Source document:
Opera Philadelphia returns to live concerts with a curious double bill
Both the elegiac George Walker song cycle "Lilacs" and Stravinsky’s opera-oratorio "Oedipus Rex" are more known about than heard, but were given full-tilt resources with an orchestra of 93.
Exactly 720 days had passed since Opera Philadelphia last performed for a live public — indoors — when the public filled 1,100 seats on Friday for a double bill of less-than-familiar works in concert performances at the Kimmel Center.
Listeners must’ve been hungry for it. Both the elegiac George Walker song cycle Lilacs (which won the 1996 Pulitzer Prize, a first for a Black composer) and Stravinsky’s opera-oratorio Oedipus Rex are more known about than heard, but were given full-tilt resources with an orchestra of 93 (far larger than what could fit in any local orchestra pit) under music director Corrado Rovaris.
It was very much a thinking person’s return to traditional performance: Lilacs deals with the death of Abraham Lincoln and Oedipus unfolds in the midst of plague.
This was not the feel-good evening of popular arias that Opera Philadelphia had last summer at the Mann Center with Lawrence Brownlee and Michael Spyres. Also, the more deeply examined performances that come with staged opera was not in the cards in this concert presentation . Both Walker and Stravinsky make singular musical demands that even the most resourceful performers can’t wrap their arms around with limited rehearsal time.
Walker’s Lilacs would seem to be straightforward with sensitive, adept vocal lines fashioned around Walt Whitman’s famous “When Lilacs Last in the Dooryard Bloom’d,” showing the composer distilling the wide range of musical influences that he worked with during his long creative life. But that doesn’t mean the fine points of his subtle word settings immediately reveal themselves. Soprano soloist Tiffany Townsend made lovely, heartfelt sound but hadn’t yet worked out optimum enunciation. Also, the orchestral writing is often a cloud of harmonic ambiguity and inconclusive endings that remind you how true grief has no closure. You got that from Rovaris, though that impression would’ve been stronger had the musicians a chance to live longer with the piece.

Data block:
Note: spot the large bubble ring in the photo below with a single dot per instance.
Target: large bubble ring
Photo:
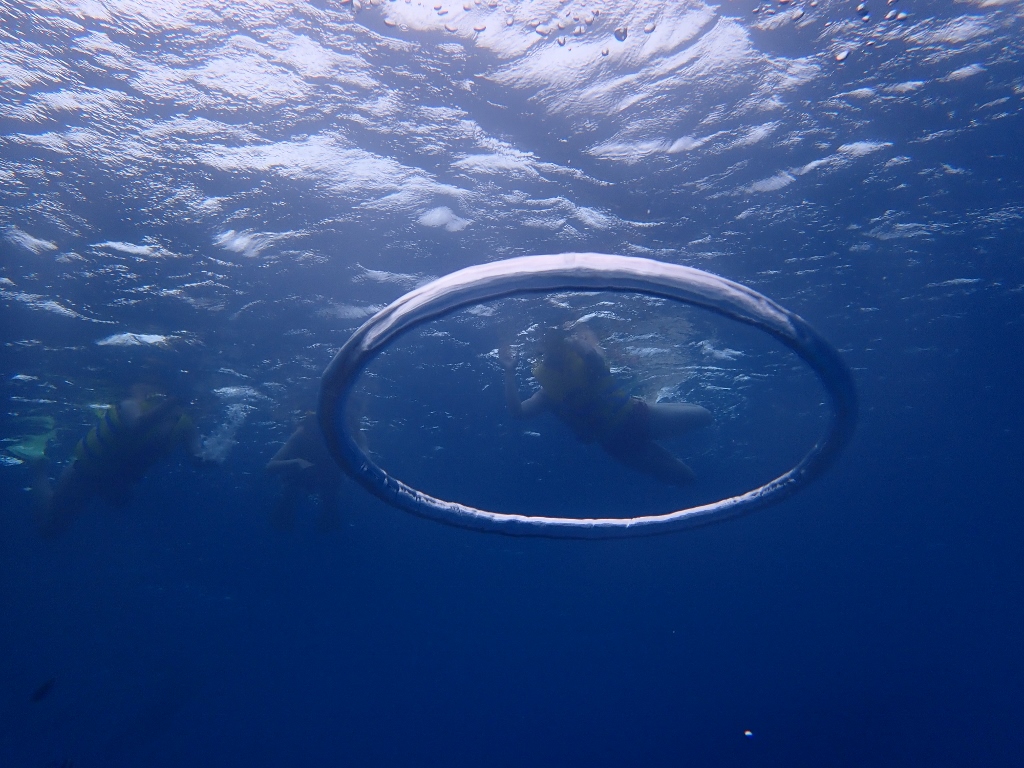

To do:
1 > Answer these questions from the concert review of Opera Philadelphia's double bill.
(a) How many days had passed since Opera Philadelphia last performed indoors for a live public?
(b) What prize did Lilacs win, and in what year?
(c) Who sang the soprano solo in Lilacs?
2 > List every person named in the concert review of Opera Philadelphia's double bill.
3 > Write the next part of the concert review of Opera Philadelphia's double bill, starting after its last sentence.

Answers to the tasks:
1 >
(a) 720 days.
(b) The Pulitzer Prize, in 1996.
(c) Tiffany Townsend.

2 > George Walker, Stravinsky, Corrado Rovaris, Abraham Lincoln, Lawrence Brownlee, Michael Spyres, Walt Whitman, Tiffany Townsend

3 >
Was the choice to perform Oedipus — which begins with the city of Thebes besieged by plague — a coincidence? General director/president David Devan said he scheduled the work months back, anticipating that the pandemic would be nearly gone. As it turns out, the piece’s astringent opening felt like salt in wounds — though only momentarily.
The bigger problem is the 1927 piece itself. The composer scrupulously wanted to avoid any hint of vulgarity, and perhaps as a result, Stravinsky’s vocal writing is stilted and his Sophocles-based dramaturgy has an eccentric formality, with blocks of choral sound here and odd, wandering bassoon solos there. In Greek tradition, many plot points aren’t dramatized onstage so much as they’re related in narration. Luckily, Charlotte Blake Alston brought her fierce charismatic stamp to her own English-language version in the story of a king who realizes he killed his father and married his mother.
Though the larger-ensemble moments took on an epic sweep by the end, plenty of other passages were more about being musically correct than projecting the intention behind the notes. But if there’s one element that consistently gauged the piece’s emotional temperature, it was the timpani writing, as played by Martha Hitchins. Whether conveying racing heartbeat or distant thunder, Hitchins’ variation in sound and touch was an ongoing commentary as clear and eloquent in her own way as Alston’s.
In the Latin-language title role, tenor William Burden (a Philadelphia regular who is always great to hear) delivered a peak performance, finding pathos amid Stravinsky’s dramatic aloofness, but also delivering the kind of demanding rhetoric that remind you Oedipus was indeed a king. His wife, Jocasta, has more sympathetic music (it seems to come from a different opera) with lush-voiced Rehanna Thelwell making the most of it. Jonathan Lemalu was a beacon of dramatic confidence as Tiresius.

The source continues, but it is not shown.